--- BEGIN Passage ---

Last week I was hanging out with my friend Clarke who represents Neal Rosenthal's wines, and he poured me something that I had never heard of, a white wine from the Languedoc by Mas Jullien, the 2006 Mas Jullien Vin de Pays de l'Hérault. (sorry for the rough photo, but it was taken with a blackberry) I was immediately captivated by this wine. It had been open for almost 2 days and it was showing great balance, an expressive and expansive nose of dark floral and wet stone aromatics, bright fresh fruit that was completely infused with flowers, and that elusive (among Languedoc whites, anyway) combination of richness and intensity with lean texture and energy on the palate. Truly delicious wine, something I would love to explore further at home with dinner.

You might have noticed that I didn't give the price of the wine, and that's because as far as I know, no one sells it. Clarke says that perhaps 25 cases come in each year, and so far, only restaurants buy it. When I asked why no retailers have bought it he said "This is the ultimate hand-sell - an over $30 white wine from the Languedoc."

I guess there are hand-sells on the importer/distributor side of the business too. There are hand-sells everywhere, come to think of it. I need to think about this more, but it occurs to me that most of the interesting and good things in life are hand-sells.

4 comments:

genevelyn said...

One of the biggest losses of the recent economy has been the loss of the hand-sell. Many restaurants and wine shops cut back on staff last year, giving the remaining ones less time to spend with guests.

--- END Passage ---
--- BEGIN Data entries ---

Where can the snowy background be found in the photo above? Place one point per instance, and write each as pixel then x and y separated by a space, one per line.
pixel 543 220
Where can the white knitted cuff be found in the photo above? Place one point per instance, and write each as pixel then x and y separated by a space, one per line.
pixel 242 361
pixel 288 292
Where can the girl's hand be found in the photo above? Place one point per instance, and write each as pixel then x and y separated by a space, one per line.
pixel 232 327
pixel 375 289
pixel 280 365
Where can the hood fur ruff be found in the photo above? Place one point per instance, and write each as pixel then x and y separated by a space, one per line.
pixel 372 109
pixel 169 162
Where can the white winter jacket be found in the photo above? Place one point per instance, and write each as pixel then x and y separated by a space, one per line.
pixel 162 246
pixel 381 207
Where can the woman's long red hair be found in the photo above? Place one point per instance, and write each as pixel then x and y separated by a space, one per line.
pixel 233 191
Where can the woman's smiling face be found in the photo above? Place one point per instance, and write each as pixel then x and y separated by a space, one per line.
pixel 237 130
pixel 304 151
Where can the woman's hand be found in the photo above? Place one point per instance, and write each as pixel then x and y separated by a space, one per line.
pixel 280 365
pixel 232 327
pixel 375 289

--- END Data entries ---

List of tasks:
- 1) From the Mas Jullien post, extract the passage from "I guess there" up to and including "spend with guests.".
- 2) Continue the Mas Jullien post, starting after its final sentence.
The listing has no connection to the Mas Jullien post.

In response:
- 1)
I guess there are hand-sells on the importer/distributor side of the business too. There are hand-sells everywhere, come to think of it. I need to think about this more, but it occurs to me that most of the interesting and good things in life are hand-sells.

4 comments:

genevelyn said...

One of the biggest losses of the recent economy has been the loss of the hand-sell. Many restaurants and wine shops cut back on staff last year, giving the remaining ones less time to spend with guests.

- 2)
As times get better, I hope the owners who were forced to make staff cuts find the time to train those that remain, or hire-up.

Great post btw.

Scott Reiner said...

mas julien is amazing, white and red. the rose is nice, but not the same level, imo.

also look out for his father's wines from mas cal demoura. also by rosenthal.

Greg said...

With most wine coming out of the Languedoc priced well below $20, a wine priced in the over $30 range does become a hand-sell just because of consumer and possibly wine buyers perceptions.

There are plenty of producers like Henri Milan making fantastic wines from exceptional vineyards in La Clape, La Liviniere, part of Pic St Loup and in the Roussillion that should be rewarded for their efforts. But for now these wines remain hand sell catagory

Kathe said...

I'm curious about Peter's take on ICSWI. Quite a few of the producers were stranded due to that volcano, but I'd rather grounded in New Orleans than most other places. There were some GREAT champagnes there.